## WORK ORDER
All lines from the one containing "Exercise. Point out the colorful" to the end of the entries below must be output exactly, and no other lines.

________________________

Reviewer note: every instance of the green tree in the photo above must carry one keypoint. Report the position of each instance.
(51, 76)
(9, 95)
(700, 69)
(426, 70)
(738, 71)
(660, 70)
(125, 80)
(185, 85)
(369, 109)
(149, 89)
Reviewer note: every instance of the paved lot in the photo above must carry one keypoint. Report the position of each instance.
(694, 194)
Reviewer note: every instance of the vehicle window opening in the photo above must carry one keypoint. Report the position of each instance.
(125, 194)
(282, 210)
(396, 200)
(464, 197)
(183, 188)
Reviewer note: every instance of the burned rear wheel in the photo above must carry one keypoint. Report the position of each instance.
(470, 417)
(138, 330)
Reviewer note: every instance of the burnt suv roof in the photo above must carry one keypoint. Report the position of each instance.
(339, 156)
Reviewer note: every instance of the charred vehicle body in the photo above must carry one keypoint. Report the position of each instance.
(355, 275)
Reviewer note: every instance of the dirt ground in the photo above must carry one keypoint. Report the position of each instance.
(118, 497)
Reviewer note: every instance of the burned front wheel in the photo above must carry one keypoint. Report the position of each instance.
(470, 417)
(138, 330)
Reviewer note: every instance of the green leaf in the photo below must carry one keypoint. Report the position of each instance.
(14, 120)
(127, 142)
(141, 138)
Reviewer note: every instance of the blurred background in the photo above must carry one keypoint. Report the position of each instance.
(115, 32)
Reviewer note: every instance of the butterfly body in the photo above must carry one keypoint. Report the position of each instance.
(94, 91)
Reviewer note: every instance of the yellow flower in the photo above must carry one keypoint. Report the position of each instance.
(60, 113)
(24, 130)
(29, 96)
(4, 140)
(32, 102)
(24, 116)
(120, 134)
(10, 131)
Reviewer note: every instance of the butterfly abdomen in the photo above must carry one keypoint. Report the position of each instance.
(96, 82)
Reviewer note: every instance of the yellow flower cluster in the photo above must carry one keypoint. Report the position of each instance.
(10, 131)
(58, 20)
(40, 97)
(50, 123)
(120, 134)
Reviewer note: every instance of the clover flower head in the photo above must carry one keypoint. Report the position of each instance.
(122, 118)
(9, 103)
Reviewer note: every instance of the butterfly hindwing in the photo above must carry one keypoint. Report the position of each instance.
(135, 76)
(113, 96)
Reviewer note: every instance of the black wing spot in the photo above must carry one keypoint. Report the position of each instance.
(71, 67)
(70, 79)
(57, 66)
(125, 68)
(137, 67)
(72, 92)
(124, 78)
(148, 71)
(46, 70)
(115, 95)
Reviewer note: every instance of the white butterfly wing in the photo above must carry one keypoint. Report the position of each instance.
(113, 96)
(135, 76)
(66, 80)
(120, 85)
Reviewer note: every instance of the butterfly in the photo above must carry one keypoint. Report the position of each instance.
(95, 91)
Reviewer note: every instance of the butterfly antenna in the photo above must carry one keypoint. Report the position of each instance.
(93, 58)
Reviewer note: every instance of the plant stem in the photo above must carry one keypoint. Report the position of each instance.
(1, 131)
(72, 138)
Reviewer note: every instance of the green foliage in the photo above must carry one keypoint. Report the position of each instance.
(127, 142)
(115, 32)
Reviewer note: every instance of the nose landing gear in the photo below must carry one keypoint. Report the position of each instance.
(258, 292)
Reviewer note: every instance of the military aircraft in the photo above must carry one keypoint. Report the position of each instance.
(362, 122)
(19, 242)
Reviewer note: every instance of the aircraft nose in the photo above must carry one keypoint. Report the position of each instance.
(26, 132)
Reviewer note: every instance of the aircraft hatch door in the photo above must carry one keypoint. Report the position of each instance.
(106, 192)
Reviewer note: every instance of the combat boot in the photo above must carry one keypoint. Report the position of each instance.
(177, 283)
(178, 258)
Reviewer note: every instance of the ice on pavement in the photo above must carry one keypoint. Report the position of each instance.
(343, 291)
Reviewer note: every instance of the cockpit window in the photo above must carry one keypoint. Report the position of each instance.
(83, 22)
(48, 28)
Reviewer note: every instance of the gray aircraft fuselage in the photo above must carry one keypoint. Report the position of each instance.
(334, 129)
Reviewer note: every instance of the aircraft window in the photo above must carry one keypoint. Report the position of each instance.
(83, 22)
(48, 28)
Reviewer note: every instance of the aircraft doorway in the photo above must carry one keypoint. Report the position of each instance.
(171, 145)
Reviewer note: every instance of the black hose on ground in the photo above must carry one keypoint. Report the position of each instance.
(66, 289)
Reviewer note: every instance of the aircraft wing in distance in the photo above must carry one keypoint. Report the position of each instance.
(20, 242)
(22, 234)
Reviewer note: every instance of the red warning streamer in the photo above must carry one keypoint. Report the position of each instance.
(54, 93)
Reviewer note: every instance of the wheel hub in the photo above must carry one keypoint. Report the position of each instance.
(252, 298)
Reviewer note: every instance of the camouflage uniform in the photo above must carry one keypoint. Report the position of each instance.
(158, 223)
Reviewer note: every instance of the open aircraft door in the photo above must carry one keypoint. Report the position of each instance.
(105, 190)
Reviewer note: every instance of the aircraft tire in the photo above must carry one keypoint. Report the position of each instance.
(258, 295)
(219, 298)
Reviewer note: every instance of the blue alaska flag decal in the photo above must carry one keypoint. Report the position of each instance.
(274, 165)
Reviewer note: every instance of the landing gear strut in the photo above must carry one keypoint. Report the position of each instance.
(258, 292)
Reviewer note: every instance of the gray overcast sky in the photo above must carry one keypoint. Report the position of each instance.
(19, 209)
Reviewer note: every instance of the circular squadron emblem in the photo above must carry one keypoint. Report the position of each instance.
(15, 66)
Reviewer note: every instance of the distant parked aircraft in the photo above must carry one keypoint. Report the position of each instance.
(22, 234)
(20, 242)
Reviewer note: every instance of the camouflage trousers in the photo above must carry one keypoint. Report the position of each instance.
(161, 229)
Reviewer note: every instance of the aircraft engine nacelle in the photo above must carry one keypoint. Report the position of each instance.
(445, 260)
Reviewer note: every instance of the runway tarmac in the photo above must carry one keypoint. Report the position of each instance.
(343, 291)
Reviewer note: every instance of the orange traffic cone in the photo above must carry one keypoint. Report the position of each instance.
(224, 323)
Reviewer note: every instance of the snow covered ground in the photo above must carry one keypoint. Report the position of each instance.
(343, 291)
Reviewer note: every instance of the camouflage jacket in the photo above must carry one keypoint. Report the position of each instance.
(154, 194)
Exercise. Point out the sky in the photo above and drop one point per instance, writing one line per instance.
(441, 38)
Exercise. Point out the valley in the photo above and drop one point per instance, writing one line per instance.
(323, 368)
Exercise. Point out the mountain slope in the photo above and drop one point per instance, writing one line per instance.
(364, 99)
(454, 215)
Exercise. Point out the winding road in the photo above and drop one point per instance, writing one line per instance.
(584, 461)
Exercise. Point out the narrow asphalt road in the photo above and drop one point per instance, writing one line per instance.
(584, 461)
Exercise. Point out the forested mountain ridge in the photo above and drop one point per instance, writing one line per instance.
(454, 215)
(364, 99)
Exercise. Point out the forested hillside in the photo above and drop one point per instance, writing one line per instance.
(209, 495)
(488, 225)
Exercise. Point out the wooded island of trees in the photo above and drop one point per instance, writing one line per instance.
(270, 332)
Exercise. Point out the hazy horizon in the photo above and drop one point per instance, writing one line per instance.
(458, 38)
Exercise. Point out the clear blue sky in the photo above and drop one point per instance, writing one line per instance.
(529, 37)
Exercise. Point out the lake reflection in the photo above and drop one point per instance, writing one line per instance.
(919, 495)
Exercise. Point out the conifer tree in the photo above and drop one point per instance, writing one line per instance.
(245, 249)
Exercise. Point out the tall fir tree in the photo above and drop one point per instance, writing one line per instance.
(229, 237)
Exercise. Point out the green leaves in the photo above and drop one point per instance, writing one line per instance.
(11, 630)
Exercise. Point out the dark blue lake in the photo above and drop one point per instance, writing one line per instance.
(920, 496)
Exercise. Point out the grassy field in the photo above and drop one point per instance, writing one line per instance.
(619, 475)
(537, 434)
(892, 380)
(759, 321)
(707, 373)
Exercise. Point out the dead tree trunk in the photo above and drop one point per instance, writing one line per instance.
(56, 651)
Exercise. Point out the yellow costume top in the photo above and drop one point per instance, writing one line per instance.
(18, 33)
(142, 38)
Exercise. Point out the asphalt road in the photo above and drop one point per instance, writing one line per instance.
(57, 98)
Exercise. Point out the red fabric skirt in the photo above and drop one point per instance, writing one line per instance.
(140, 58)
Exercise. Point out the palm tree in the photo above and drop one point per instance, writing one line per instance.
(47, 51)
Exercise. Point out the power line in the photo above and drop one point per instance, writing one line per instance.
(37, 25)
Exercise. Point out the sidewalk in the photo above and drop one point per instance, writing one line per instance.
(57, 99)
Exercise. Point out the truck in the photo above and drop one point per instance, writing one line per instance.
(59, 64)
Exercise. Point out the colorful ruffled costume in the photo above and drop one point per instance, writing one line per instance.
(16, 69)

________________________

## SOLUTION TO THE PROBLEM
Exercise. Point out the colorful ruffled costume in the photo above and drop one point per instance, writing one line per instance.
(16, 69)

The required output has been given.